*Your goal*. Pick out and copy each line below that contains the string "green". Only matches with the same capitalization count.

*Extracted records*.
================

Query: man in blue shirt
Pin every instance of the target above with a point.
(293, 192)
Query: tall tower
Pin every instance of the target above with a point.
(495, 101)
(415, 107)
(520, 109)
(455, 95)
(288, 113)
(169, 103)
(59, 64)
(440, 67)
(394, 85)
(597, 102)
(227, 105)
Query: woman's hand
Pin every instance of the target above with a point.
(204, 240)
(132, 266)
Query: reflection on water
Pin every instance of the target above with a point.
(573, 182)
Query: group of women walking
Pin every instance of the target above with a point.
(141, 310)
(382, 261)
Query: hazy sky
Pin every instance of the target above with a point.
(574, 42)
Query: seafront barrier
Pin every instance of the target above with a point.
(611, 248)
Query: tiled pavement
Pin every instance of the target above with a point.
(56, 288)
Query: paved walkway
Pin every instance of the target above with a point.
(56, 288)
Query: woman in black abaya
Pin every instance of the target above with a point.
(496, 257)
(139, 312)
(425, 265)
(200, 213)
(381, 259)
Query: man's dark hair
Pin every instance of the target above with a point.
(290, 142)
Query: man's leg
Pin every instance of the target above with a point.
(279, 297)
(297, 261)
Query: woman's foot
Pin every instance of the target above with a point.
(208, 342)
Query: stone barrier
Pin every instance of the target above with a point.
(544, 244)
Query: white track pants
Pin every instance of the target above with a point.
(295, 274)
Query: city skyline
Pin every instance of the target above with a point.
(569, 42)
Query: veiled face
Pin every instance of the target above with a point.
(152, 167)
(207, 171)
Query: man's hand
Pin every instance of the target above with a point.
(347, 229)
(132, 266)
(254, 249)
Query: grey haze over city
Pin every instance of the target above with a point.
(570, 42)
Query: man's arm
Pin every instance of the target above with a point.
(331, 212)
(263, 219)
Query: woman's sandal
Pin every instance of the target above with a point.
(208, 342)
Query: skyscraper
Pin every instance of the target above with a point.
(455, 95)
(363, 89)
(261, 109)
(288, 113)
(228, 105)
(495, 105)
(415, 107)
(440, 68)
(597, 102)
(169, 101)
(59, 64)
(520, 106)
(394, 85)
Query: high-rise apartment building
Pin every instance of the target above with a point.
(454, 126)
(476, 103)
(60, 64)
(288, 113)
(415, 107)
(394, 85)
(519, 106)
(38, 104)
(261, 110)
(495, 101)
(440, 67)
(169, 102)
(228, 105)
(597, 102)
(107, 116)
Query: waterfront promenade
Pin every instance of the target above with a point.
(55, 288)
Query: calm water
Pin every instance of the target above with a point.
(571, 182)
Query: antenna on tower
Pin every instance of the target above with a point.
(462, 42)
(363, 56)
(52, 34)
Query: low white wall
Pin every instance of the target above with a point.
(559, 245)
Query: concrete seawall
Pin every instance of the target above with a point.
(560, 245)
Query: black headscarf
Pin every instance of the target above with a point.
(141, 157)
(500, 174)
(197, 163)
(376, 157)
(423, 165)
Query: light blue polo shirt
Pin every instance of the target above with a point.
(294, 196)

================

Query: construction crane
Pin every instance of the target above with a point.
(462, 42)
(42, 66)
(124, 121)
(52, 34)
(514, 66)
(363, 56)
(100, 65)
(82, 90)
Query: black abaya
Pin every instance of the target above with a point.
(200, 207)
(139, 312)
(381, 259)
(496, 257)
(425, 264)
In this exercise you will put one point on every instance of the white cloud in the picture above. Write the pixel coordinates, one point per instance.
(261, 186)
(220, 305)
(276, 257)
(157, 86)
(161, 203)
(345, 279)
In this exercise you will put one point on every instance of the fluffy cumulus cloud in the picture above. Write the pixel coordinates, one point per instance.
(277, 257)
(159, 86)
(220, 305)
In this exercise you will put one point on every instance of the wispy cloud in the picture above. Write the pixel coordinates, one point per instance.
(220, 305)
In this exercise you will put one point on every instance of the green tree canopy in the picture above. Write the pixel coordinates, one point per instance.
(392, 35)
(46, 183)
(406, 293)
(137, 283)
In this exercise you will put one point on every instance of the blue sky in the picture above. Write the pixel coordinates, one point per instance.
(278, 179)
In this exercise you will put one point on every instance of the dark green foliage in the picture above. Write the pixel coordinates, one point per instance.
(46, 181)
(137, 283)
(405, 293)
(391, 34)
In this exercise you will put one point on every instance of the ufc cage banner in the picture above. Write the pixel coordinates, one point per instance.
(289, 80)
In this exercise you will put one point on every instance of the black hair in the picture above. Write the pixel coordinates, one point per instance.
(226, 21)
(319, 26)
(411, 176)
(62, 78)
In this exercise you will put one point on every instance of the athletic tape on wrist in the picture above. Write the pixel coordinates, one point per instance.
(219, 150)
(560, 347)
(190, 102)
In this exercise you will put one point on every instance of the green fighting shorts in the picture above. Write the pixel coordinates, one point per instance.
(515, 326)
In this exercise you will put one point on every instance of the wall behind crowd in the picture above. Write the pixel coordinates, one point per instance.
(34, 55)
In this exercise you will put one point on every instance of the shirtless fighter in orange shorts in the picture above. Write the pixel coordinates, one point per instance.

================

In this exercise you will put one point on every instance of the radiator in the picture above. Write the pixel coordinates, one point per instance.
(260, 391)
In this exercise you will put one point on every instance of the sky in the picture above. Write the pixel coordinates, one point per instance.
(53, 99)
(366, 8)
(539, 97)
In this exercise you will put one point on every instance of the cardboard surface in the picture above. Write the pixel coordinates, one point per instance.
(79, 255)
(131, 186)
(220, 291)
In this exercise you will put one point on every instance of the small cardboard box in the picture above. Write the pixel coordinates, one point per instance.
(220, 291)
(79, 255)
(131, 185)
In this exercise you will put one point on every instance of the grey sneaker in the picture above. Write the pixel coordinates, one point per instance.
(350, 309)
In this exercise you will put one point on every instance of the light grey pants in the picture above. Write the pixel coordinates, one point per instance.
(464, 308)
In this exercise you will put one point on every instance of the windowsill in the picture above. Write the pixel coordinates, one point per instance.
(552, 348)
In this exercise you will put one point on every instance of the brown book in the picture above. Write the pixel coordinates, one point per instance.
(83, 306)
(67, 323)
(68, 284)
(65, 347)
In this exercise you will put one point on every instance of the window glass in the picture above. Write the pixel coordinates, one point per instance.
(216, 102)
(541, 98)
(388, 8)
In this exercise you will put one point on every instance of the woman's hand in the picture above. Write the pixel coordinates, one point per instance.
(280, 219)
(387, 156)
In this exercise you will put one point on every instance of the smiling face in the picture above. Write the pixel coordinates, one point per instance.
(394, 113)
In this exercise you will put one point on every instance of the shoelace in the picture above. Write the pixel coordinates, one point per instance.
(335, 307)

================

*Exercise answer*.
In this exercise you will put one point on every instance of the green tree canopy in the picture above. Write the pixel coordinates, one point per instance.
In this exercise you will put one point on every instance of the dark green foliage in the picture above. Write the pixel coordinates, one point per instance.
In this exercise you will put one point on every instance of the green fighting shorts in the picture above. Write the pixel coordinates, one point per instance.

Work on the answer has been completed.